-- START --

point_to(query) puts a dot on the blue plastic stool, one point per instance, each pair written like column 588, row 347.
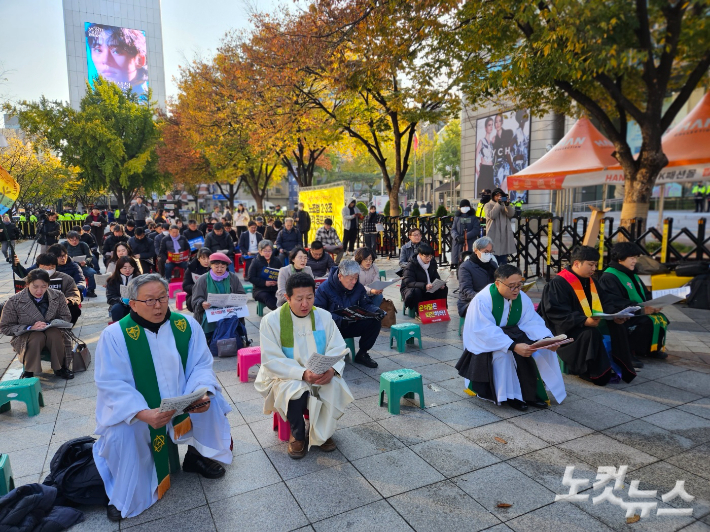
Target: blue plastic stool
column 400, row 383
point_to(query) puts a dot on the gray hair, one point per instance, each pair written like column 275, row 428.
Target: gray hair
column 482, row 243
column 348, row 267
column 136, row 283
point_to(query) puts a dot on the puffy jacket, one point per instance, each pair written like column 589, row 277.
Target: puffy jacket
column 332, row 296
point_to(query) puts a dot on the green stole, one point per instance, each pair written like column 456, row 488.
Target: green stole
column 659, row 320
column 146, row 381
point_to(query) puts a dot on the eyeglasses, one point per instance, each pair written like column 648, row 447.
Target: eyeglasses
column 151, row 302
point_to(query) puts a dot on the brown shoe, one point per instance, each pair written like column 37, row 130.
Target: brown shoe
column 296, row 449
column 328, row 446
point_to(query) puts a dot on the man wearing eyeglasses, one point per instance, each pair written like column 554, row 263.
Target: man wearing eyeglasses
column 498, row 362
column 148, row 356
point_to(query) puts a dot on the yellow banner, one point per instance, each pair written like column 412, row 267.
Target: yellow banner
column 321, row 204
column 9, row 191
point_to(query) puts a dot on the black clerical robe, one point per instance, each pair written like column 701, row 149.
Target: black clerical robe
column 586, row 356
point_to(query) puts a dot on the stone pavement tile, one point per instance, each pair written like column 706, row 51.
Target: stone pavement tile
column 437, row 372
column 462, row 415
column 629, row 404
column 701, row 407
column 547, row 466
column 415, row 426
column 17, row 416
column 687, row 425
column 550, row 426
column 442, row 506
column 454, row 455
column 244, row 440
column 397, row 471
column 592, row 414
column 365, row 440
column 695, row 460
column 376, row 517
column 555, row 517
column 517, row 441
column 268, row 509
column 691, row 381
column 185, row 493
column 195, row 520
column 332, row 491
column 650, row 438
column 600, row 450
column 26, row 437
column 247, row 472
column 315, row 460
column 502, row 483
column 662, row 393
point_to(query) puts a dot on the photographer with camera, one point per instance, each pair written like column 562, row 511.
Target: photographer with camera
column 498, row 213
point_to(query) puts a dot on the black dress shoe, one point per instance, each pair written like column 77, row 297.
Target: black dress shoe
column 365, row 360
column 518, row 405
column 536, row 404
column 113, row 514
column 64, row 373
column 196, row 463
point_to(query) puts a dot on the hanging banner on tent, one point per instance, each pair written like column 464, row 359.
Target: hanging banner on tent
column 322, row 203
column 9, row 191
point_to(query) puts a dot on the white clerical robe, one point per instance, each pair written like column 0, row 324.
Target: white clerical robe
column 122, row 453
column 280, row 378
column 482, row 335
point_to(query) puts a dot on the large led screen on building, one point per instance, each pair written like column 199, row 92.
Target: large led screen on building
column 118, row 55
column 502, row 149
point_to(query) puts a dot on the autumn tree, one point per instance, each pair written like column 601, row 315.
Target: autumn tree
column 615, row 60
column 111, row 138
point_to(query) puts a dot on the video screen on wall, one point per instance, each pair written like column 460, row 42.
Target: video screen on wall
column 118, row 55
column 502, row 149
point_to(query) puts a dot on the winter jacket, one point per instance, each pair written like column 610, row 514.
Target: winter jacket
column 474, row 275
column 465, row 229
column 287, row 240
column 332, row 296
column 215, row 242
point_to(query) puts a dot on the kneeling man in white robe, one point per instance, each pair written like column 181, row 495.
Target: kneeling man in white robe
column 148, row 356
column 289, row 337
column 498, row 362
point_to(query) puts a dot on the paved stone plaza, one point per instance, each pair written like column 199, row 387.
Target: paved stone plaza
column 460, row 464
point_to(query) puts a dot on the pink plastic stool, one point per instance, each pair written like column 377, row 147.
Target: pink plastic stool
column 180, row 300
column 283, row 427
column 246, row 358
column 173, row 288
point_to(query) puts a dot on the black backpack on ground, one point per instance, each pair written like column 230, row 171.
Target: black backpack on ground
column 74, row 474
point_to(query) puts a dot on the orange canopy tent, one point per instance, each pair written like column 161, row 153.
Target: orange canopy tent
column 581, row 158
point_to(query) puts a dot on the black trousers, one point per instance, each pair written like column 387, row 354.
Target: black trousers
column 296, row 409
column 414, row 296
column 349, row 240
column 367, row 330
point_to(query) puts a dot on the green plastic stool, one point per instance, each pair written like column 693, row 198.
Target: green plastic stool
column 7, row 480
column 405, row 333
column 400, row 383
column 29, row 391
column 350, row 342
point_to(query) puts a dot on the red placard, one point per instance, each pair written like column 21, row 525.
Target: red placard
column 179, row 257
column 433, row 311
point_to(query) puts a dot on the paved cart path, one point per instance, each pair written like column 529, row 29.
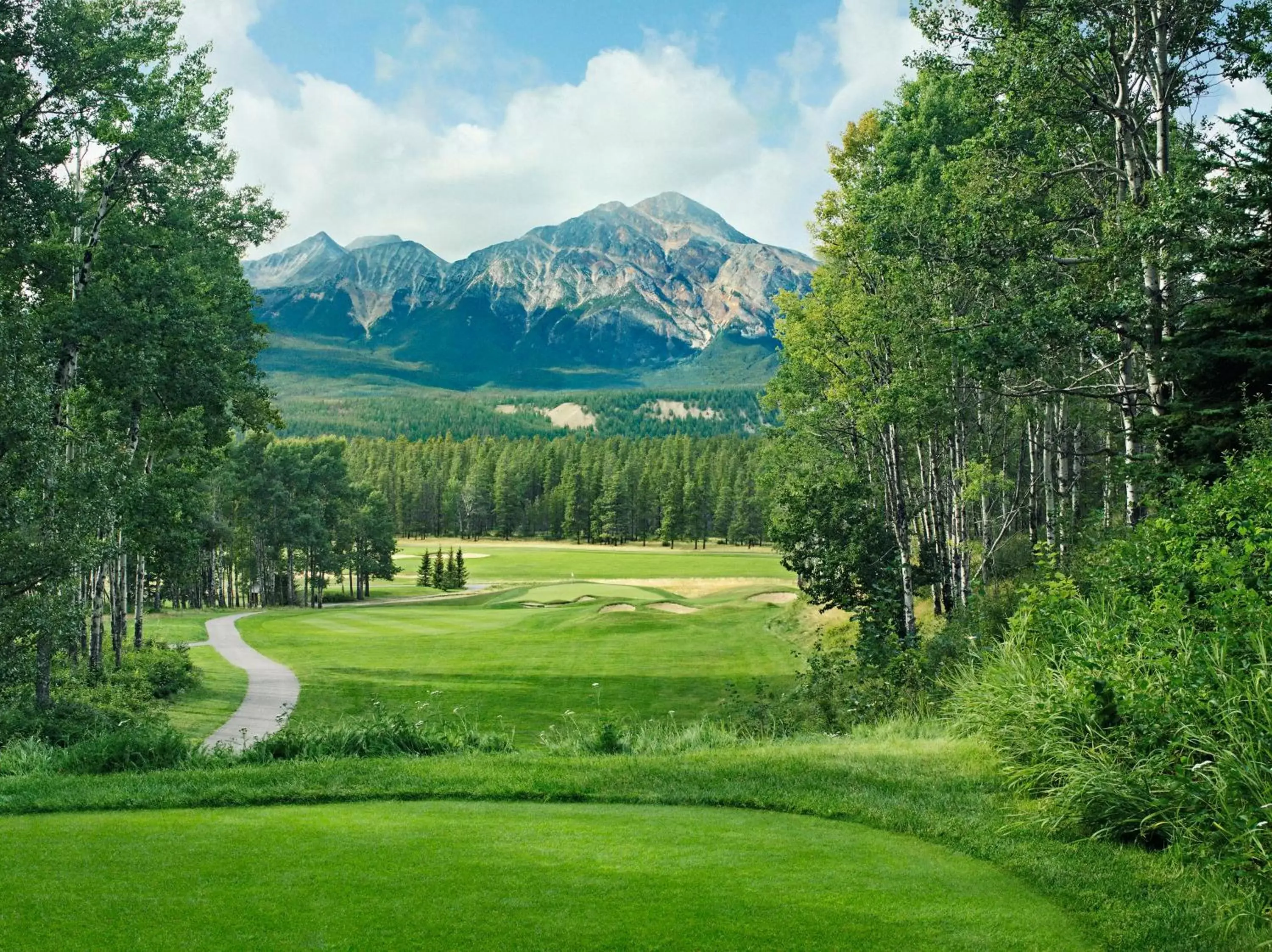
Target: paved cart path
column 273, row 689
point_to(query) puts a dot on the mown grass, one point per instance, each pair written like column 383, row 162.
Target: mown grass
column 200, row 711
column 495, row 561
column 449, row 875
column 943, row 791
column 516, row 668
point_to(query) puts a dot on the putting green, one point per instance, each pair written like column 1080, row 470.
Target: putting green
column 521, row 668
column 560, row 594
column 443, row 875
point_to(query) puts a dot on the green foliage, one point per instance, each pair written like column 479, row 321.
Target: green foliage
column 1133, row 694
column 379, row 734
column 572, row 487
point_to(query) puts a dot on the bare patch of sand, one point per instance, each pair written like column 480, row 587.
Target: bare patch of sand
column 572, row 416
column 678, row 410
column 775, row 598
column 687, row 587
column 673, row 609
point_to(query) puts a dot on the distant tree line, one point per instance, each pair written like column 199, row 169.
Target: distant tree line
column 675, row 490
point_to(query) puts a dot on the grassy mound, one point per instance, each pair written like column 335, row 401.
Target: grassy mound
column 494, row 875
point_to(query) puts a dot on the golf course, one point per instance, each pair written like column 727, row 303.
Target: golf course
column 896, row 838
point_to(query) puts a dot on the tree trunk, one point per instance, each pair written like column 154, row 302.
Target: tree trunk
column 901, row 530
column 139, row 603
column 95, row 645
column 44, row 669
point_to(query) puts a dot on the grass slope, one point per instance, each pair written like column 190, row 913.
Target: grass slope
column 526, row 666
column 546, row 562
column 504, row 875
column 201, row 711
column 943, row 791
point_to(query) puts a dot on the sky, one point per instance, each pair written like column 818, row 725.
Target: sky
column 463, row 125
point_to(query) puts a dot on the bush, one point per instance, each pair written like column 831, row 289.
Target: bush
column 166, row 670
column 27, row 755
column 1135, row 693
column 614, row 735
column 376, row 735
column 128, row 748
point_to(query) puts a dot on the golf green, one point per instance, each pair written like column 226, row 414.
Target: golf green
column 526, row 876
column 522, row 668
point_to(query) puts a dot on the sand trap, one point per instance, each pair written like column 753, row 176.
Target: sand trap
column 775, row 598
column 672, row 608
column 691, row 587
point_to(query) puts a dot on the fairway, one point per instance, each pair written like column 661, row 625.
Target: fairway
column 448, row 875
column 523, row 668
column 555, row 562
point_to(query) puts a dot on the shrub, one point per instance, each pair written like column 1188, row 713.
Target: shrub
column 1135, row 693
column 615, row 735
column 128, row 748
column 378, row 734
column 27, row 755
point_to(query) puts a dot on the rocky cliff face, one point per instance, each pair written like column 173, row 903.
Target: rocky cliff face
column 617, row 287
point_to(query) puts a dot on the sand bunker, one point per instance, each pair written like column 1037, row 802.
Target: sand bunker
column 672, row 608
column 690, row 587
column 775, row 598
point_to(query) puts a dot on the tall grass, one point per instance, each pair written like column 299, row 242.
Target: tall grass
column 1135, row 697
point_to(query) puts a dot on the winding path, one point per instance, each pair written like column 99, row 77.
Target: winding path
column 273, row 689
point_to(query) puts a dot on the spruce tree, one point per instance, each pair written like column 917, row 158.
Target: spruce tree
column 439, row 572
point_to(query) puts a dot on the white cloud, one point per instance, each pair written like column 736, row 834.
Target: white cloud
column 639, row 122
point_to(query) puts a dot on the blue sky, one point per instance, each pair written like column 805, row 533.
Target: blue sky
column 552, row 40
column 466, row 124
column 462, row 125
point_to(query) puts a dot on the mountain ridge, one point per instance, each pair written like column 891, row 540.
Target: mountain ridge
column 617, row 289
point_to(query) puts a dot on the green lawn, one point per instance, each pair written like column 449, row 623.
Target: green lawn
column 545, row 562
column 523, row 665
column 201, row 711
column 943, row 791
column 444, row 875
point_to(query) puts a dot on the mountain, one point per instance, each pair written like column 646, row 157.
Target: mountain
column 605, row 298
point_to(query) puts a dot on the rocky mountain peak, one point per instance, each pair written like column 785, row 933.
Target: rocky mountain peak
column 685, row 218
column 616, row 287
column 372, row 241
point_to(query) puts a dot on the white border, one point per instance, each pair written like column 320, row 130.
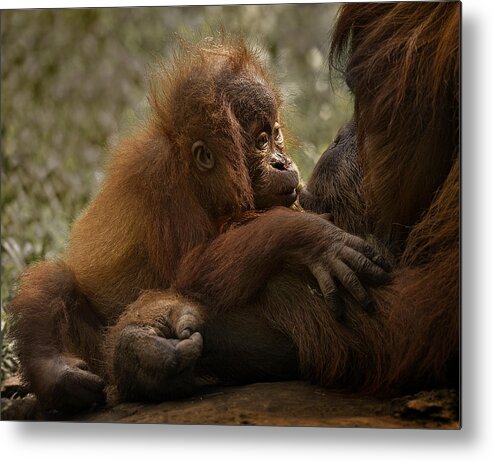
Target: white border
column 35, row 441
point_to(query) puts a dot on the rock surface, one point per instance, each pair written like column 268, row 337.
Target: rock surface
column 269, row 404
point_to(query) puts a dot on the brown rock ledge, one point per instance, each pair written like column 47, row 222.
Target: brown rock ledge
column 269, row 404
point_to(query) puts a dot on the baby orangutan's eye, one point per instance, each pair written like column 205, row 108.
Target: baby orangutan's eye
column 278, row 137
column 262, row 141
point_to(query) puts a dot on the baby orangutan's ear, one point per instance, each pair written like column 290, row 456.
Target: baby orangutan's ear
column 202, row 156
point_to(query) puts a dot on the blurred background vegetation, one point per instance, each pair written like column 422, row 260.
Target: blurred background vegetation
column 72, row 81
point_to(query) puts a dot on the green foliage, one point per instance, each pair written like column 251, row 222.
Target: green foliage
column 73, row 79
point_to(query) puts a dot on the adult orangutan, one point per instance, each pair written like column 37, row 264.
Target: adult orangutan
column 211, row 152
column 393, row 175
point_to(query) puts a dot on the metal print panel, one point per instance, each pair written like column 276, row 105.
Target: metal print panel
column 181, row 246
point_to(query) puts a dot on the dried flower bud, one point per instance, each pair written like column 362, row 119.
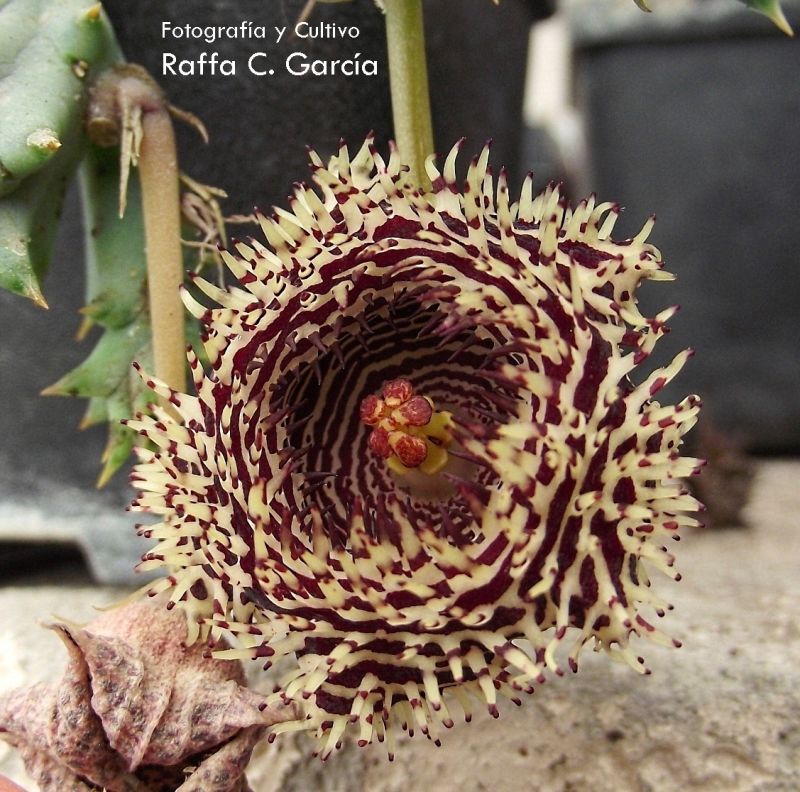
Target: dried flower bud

-- END --

## WRITTEN TASK
Exclude the pictures, and output exactly the lines from the one with "point_to(query) puts a dot on the rock surface, one" through the last line of the records, both included.

## FINAL RESULT
point_to(query) puts a dot on the rock surface, one point per instance, each pair written like column 268, row 337.
Target: rock surface
column 269, row 404
point_to(query) puts a dot on the brown rock ledge, one point per instance, each pair written like column 47, row 222.
Target: brown rock ledge
column 269, row 404
point_to(query) puts a dot on the baby orangutan's eye, one point per instance, each pair written like column 205, row 108.
Target: baby orangutan's eye
column 278, row 137
column 262, row 141
point_to(query) puts a dot on the baby orangutan's ear, one point per instance, each pair written like column 290, row 456.
Target: baby orangutan's ear
column 202, row 156
point_to(query) puts a dot on the blurred background vegetation, one point per instance, each pair written like column 422, row 260.
Target: blurred background vegetation
column 72, row 81
point_to(query) puts a dot on the green foliage, one point per instance, each pair written like column 251, row 222.
Target: green foliage
column 73, row 79
point_to(query) puts a dot on the adult orangutan, one point per instance, each pair written like column 37, row 264.
Target: adult orangutan
column 211, row 152
column 393, row 175
point_to(query) puts a dot on the metal print panel, one point per instance, each pair written like column 276, row 105.
Target: metal print panel
column 181, row 246
point_to(query) puts a dot on the dried flower bud, one point per instance, each pair written like column 362, row 119.
Target: dried flower bud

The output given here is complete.